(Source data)
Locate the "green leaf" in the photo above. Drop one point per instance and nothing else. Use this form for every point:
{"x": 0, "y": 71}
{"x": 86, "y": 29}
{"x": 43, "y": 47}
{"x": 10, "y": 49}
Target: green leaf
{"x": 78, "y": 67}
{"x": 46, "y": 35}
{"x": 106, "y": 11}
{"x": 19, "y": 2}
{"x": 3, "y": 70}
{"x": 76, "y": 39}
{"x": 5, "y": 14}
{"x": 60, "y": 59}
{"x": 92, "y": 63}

■ DIRECTIONS FOR THIS TASK ■
Could you write out all the records exactly, please?

■ ANSWER BOX ■
Locate the "green leaf" in the photo above. Drop one point per instance and nothing else. Use this form for every point:
{"x": 0, "y": 71}
{"x": 86, "y": 29}
{"x": 43, "y": 47}
{"x": 10, "y": 49}
Target: green leaf
{"x": 78, "y": 67}
{"x": 46, "y": 35}
{"x": 106, "y": 11}
{"x": 19, "y": 2}
{"x": 3, "y": 70}
{"x": 76, "y": 39}
{"x": 5, "y": 14}
{"x": 60, "y": 59}
{"x": 92, "y": 63}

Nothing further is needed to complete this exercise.